-------- Extracted information

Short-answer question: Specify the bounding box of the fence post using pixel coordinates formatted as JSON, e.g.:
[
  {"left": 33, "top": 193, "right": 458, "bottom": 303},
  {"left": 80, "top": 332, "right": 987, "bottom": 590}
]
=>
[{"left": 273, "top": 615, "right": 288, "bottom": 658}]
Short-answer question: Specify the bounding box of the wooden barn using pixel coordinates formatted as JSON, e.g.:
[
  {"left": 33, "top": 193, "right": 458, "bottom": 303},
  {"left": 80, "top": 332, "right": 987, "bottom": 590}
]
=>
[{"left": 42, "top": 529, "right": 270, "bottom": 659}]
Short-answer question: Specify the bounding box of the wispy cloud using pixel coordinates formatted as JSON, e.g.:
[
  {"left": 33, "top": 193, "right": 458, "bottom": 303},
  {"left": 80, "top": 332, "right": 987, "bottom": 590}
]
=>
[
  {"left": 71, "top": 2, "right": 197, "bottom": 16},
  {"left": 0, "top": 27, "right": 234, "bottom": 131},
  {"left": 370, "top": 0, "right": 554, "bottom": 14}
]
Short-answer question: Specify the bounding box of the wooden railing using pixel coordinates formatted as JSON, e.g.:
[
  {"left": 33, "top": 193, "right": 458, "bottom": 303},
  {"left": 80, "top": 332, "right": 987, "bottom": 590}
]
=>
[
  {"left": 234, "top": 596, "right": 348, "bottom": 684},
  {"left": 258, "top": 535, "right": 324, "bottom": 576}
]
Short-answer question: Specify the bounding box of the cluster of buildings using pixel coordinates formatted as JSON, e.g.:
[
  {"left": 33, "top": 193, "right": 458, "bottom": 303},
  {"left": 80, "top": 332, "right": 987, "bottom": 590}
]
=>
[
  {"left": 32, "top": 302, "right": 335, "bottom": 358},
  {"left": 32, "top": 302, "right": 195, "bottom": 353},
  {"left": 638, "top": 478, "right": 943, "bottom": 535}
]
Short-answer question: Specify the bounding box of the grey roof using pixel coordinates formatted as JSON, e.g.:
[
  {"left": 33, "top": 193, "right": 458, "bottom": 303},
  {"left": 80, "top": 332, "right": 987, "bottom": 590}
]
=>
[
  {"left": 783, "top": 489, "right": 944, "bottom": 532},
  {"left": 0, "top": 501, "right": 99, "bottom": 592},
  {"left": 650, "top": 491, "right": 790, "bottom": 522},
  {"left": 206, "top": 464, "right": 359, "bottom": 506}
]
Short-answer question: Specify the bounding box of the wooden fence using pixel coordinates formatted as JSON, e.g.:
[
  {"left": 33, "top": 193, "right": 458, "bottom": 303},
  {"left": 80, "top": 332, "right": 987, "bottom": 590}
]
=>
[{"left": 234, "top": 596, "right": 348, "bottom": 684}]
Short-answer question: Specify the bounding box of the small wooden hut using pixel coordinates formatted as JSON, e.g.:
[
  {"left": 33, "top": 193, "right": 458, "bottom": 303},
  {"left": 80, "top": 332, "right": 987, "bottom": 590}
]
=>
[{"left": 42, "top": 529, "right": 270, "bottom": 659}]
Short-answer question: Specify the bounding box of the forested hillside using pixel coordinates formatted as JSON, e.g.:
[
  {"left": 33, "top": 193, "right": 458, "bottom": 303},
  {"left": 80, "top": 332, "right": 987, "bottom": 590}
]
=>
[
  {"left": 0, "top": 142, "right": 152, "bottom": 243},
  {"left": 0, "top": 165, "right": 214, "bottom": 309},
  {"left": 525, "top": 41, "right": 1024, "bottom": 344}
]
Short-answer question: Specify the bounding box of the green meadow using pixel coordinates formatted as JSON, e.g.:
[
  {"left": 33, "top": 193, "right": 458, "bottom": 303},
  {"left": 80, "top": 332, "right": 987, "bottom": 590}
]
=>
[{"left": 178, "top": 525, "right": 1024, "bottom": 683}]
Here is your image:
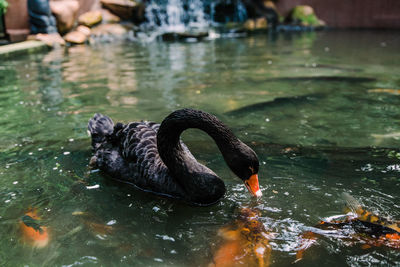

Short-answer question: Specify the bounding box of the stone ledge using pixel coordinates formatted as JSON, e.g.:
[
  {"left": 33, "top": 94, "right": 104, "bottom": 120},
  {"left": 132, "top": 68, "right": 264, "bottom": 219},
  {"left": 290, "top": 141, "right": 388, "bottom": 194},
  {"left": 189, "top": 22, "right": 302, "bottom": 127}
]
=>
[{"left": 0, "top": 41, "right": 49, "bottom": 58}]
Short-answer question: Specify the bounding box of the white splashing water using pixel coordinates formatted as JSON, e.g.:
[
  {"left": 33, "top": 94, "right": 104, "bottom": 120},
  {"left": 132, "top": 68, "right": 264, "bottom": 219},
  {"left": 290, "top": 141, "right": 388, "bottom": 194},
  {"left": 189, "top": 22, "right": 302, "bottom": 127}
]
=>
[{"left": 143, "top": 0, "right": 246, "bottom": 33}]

----------------
-------- Extracted information

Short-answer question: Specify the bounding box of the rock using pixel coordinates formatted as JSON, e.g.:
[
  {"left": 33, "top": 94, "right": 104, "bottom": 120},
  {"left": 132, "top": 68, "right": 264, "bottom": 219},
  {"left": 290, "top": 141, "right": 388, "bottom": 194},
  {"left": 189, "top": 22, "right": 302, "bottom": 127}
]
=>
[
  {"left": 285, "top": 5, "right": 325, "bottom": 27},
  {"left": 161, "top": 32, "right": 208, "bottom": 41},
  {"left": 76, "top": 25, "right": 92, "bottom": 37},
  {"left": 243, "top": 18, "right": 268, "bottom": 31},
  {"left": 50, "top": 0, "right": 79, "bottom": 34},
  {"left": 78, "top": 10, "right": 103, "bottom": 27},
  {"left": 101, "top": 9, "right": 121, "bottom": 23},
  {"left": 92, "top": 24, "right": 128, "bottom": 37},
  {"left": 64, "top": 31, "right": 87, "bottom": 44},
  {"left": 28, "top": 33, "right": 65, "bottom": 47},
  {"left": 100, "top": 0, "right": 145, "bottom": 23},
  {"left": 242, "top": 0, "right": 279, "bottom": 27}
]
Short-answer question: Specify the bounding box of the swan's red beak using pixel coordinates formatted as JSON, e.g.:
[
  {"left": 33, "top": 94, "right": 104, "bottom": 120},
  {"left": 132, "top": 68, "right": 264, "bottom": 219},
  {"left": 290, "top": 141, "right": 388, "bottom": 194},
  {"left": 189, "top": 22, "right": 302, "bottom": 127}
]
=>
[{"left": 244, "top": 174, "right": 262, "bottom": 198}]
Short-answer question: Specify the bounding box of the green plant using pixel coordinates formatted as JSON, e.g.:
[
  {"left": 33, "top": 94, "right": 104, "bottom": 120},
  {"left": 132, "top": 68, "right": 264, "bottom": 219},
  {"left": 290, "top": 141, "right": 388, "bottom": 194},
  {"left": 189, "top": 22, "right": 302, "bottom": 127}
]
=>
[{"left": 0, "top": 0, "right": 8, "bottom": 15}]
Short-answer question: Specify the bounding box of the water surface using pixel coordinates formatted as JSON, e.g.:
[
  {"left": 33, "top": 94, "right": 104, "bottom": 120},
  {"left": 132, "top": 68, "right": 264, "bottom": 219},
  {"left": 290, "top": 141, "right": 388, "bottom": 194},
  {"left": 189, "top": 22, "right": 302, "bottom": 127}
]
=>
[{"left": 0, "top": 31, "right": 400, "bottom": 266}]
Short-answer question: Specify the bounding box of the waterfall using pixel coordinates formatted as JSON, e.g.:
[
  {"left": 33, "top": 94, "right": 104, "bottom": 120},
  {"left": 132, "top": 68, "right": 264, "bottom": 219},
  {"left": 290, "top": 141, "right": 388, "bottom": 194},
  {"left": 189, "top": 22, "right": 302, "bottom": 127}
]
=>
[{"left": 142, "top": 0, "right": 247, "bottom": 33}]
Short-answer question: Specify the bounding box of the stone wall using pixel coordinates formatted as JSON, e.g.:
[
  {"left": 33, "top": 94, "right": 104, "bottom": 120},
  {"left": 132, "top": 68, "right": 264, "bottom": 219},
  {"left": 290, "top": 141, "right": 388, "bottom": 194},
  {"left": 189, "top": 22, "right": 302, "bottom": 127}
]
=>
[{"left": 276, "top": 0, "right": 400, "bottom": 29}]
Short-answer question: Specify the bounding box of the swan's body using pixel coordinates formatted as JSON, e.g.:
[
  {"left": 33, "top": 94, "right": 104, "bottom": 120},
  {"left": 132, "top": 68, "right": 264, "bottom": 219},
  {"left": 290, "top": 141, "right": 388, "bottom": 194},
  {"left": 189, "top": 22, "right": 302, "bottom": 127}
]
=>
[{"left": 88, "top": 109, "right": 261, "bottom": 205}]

----------------
-------- Extracted information

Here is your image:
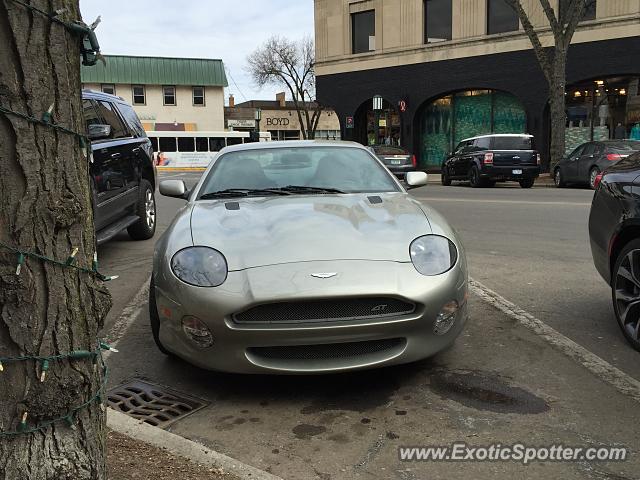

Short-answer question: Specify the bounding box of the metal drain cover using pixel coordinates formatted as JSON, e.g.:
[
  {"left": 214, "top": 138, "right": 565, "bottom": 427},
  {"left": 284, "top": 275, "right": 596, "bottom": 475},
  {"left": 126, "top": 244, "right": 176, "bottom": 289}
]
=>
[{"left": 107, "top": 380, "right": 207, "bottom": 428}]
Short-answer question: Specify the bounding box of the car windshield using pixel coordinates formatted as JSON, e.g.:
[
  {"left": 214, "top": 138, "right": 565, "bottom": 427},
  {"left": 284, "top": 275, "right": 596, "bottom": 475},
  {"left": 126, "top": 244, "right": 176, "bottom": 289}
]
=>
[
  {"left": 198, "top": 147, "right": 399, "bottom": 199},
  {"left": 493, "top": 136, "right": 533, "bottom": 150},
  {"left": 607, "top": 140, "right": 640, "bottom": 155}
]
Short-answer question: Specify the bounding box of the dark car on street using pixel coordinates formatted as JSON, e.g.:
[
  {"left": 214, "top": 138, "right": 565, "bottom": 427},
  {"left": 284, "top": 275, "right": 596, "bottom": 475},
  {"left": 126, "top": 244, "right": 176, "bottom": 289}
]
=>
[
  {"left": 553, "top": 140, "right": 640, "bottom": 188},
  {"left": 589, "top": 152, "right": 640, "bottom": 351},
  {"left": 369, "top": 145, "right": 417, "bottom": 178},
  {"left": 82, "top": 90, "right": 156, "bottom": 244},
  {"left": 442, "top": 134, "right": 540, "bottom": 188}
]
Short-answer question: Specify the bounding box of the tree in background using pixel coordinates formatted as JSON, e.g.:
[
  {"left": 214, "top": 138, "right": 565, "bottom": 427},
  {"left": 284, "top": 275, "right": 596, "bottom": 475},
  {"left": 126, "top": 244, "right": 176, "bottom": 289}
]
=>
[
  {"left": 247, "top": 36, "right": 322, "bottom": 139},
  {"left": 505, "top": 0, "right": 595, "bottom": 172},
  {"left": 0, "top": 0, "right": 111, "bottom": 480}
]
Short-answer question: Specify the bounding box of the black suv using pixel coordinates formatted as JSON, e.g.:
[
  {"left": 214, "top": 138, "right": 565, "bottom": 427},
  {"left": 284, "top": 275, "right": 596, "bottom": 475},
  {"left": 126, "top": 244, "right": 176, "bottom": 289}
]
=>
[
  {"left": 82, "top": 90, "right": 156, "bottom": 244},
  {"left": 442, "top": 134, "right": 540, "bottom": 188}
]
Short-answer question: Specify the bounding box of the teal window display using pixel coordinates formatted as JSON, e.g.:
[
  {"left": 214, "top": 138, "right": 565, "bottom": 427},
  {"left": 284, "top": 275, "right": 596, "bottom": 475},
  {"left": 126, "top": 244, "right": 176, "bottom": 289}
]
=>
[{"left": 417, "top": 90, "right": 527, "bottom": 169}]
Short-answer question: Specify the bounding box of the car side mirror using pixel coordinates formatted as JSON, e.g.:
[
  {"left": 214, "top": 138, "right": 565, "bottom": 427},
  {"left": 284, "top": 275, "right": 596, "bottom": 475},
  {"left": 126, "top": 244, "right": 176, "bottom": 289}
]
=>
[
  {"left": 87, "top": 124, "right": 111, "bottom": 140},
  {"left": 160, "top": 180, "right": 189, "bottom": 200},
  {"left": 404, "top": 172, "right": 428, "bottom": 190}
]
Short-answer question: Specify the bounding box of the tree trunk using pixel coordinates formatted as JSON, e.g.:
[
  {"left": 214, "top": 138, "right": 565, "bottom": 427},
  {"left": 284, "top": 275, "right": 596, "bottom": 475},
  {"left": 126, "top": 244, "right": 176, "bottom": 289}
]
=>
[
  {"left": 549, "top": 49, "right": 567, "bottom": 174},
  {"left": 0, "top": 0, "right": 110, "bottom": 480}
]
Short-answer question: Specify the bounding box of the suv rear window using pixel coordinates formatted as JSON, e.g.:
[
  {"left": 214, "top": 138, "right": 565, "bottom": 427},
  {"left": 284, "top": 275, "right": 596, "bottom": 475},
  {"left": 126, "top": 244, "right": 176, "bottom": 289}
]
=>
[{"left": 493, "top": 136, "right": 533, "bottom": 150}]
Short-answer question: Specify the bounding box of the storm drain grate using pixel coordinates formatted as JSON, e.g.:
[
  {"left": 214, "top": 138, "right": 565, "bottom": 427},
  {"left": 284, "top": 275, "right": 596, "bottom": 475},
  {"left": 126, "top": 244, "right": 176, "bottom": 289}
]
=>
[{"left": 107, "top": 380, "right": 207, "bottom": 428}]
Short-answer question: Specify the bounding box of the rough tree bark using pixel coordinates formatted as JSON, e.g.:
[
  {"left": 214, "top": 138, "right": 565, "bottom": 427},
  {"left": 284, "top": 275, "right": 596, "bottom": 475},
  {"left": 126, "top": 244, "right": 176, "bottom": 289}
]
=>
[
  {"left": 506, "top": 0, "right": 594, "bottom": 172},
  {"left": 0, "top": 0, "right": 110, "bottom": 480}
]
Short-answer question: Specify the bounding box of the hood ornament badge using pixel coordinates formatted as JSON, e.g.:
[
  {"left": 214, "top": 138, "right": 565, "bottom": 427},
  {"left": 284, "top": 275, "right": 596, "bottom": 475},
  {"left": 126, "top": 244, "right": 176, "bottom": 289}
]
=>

----------------

# Exercise description
Please pull out every line of the items above that contains the string "window", matching case exactly, and copy each one in full.

# Reply to the exercise
Short-answer question: Specify the bounding box of the teal window display using pixel coordinates formatted as JSON, e.g.:
Short-answer question: Specify the bounding box of the suv rear window using pixel coordinates formatted as JSON, e.g.:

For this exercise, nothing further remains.